-- WHAT THIS TASK INVOLVES --
In this exercise, copy exactly the lines from the one that contains "Target: construction crane" through the end of the entries below; pictures are not copied.

(Image point grounding data)
◇ ◇ ◇ ◇

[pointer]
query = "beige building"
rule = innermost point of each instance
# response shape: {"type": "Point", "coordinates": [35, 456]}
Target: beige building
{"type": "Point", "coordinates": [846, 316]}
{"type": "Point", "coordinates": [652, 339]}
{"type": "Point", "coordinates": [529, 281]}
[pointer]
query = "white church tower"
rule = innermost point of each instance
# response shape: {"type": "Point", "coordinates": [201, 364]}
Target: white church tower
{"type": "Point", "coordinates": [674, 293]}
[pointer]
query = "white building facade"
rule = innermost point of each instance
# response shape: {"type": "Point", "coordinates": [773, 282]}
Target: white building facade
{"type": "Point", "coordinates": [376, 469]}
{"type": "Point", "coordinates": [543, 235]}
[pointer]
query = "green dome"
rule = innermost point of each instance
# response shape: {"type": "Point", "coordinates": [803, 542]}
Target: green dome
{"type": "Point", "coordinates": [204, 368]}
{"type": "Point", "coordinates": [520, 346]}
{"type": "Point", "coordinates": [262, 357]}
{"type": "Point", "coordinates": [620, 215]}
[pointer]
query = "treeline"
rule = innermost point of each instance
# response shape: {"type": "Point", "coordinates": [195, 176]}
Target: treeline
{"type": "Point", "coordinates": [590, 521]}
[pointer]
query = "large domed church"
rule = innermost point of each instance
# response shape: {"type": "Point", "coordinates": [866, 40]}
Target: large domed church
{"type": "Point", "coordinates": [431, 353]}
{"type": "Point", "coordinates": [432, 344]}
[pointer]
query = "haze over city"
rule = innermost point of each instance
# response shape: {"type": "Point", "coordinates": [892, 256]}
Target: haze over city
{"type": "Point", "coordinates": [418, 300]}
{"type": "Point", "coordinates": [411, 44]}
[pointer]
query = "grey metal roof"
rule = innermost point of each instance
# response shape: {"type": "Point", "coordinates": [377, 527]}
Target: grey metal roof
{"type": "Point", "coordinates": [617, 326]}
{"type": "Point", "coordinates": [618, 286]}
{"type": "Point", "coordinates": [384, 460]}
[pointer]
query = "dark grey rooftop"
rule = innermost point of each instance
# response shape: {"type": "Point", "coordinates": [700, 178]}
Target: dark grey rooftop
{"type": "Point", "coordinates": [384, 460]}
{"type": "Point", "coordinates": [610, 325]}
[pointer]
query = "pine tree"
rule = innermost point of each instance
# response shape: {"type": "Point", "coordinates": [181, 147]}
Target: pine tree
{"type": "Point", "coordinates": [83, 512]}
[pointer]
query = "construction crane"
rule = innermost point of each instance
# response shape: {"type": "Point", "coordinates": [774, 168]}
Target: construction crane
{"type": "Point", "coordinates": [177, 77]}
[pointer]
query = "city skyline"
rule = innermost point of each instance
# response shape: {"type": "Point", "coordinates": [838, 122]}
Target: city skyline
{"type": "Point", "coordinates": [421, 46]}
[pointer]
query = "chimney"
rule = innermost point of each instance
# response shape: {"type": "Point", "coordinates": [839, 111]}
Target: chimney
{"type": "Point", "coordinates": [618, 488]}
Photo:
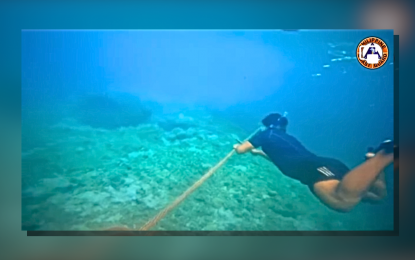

◇ ◇ ◇ ◇

-- ANSWER TO THE EXERCISE --
Target: construction crane
{"type": "Point", "coordinates": [177, 77]}
[pointer]
query = "city skyline"
rule = innermost point of each instance
# response shape: {"type": "Point", "coordinates": [838, 122]}
Target: city skyline
{"type": "Point", "coordinates": [421, 46]}
[pointer]
query = "chimney"
rule = innermost point of each instance
# response shape: {"type": "Point", "coordinates": [839, 111]}
Target: chimney
{"type": "Point", "coordinates": [618, 488]}
Photo:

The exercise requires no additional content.